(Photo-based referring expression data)

┏━━

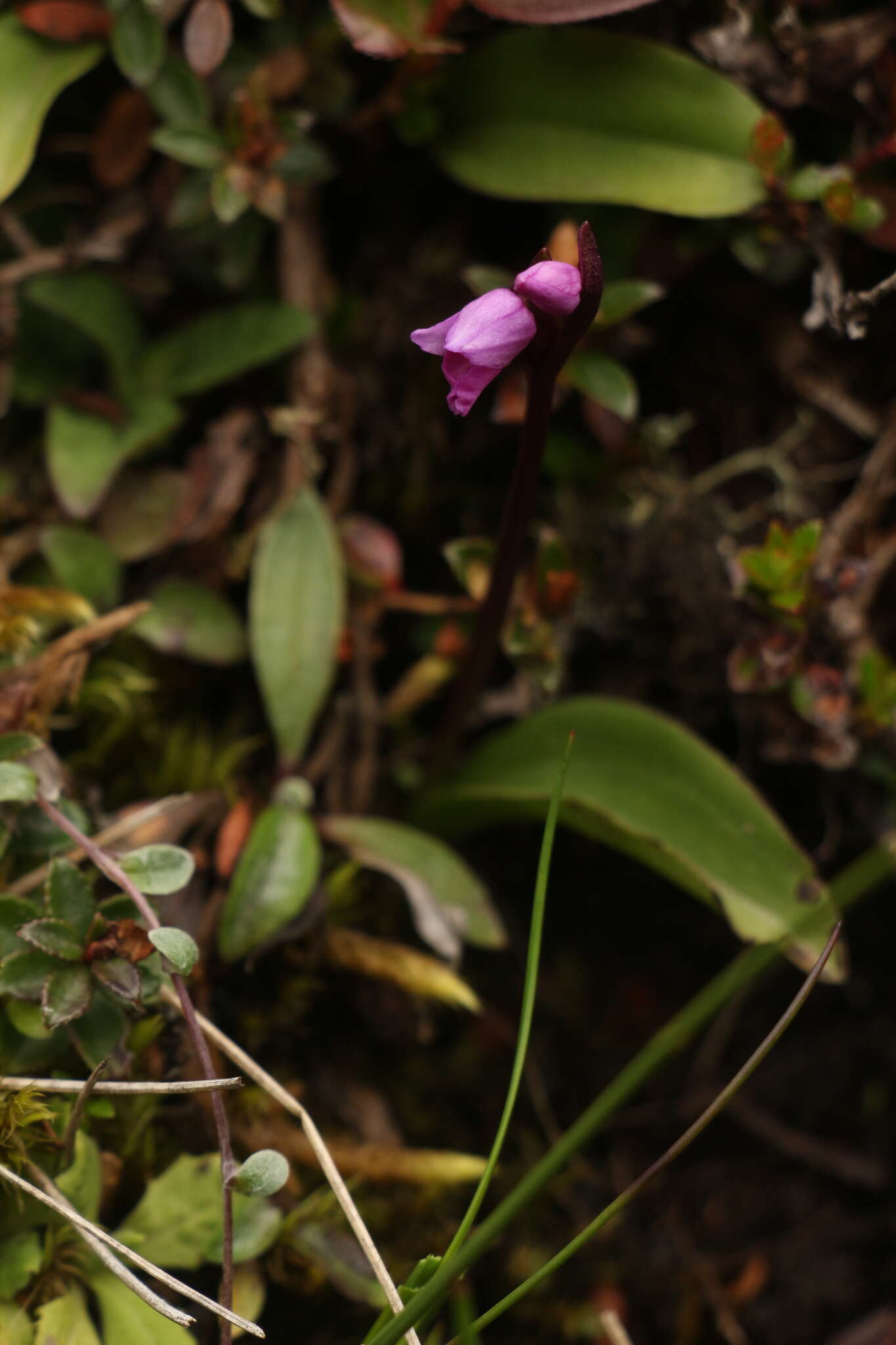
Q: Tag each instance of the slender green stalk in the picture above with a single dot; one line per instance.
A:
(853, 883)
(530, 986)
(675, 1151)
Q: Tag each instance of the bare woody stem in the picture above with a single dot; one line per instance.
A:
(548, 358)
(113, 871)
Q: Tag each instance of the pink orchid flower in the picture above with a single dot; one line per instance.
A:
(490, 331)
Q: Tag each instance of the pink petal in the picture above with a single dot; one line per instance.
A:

┗━━
┏━━

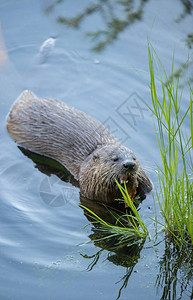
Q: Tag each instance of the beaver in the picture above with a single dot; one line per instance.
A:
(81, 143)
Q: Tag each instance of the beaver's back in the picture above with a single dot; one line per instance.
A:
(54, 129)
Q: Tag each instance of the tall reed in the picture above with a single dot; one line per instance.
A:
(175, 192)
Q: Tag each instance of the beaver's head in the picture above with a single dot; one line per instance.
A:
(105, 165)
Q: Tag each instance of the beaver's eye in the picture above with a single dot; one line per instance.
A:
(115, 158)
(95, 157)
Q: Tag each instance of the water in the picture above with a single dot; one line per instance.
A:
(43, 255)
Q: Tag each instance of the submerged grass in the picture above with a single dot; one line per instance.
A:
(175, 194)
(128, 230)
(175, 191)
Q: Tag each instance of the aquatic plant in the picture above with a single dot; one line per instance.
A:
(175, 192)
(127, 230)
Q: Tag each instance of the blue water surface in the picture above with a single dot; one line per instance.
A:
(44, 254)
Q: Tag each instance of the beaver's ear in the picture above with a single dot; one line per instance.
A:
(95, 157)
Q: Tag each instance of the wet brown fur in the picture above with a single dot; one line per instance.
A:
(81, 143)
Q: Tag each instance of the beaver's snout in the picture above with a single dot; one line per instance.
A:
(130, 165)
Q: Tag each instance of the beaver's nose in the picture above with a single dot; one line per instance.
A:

┗━━

§ Try it
All lines above containing the string "pink" are to be collected.

§ Your response
Q: Tag each instance of the pink orchid flower in the picture above with a single dot; one line per instance.
Q: Tag each instance of the pink petal in the picture above with a single dot; one line per instance.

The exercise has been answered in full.